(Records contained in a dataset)
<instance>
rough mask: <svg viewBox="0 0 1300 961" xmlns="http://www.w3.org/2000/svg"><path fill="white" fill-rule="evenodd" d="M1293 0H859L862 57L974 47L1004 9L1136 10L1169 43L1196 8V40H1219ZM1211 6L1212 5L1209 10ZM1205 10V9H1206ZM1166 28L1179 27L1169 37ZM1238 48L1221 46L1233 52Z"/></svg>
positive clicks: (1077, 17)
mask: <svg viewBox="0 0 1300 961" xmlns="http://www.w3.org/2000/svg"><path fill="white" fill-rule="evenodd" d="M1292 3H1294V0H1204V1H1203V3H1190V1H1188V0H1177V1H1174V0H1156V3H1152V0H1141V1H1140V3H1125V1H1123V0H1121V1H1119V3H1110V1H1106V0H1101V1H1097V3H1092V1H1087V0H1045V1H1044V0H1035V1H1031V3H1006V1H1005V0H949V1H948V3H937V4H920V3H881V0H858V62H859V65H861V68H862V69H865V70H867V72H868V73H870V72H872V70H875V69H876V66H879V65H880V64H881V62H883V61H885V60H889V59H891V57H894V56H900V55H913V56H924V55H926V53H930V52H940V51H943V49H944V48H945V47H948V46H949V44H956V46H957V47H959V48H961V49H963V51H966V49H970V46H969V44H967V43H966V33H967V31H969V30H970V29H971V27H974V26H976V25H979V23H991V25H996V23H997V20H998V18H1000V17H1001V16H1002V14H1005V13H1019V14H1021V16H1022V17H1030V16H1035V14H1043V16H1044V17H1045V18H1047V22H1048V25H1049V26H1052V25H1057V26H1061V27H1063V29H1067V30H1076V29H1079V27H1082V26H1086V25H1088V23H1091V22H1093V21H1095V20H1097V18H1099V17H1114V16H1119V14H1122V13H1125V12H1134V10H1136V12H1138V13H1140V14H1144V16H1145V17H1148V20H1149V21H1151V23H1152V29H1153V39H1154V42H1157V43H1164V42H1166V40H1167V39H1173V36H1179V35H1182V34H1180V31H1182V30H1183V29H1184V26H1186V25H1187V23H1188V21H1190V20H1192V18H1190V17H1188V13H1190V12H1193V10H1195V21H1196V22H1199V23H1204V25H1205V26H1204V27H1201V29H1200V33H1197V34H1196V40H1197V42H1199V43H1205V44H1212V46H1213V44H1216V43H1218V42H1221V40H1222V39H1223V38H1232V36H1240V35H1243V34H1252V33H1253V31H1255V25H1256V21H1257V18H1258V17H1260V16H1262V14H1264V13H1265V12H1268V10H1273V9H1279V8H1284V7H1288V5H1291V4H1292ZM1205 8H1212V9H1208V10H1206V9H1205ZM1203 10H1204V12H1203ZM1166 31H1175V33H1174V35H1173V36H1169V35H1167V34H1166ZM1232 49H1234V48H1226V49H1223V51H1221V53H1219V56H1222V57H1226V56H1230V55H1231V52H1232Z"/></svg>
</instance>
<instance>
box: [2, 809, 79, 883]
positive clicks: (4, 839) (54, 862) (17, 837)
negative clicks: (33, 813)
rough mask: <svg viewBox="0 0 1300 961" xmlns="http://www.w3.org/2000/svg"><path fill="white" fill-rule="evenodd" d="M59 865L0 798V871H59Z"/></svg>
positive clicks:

[THE PROBLEM]
From the entries above, copy every line that holds the word "rough".

[RESPONSE BELOW]
rough mask: <svg viewBox="0 0 1300 961" xmlns="http://www.w3.org/2000/svg"><path fill="white" fill-rule="evenodd" d="M1293 0H859L862 57L974 47L1004 9L1136 10L1169 43L1196 8V40H1219ZM1211 6L1212 5L1209 10ZM1205 10V9H1206ZM1166 28L1179 27L1169 37ZM1238 48L1221 46L1233 52Z"/></svg>
rough mask: <svg viewBox="0 0 1300 961" xmlns="http://www.w3.org/2000/svg"><path fill="white" fill-rule="evenodd" d="M59 865L0 798V871H59Z"/></svg>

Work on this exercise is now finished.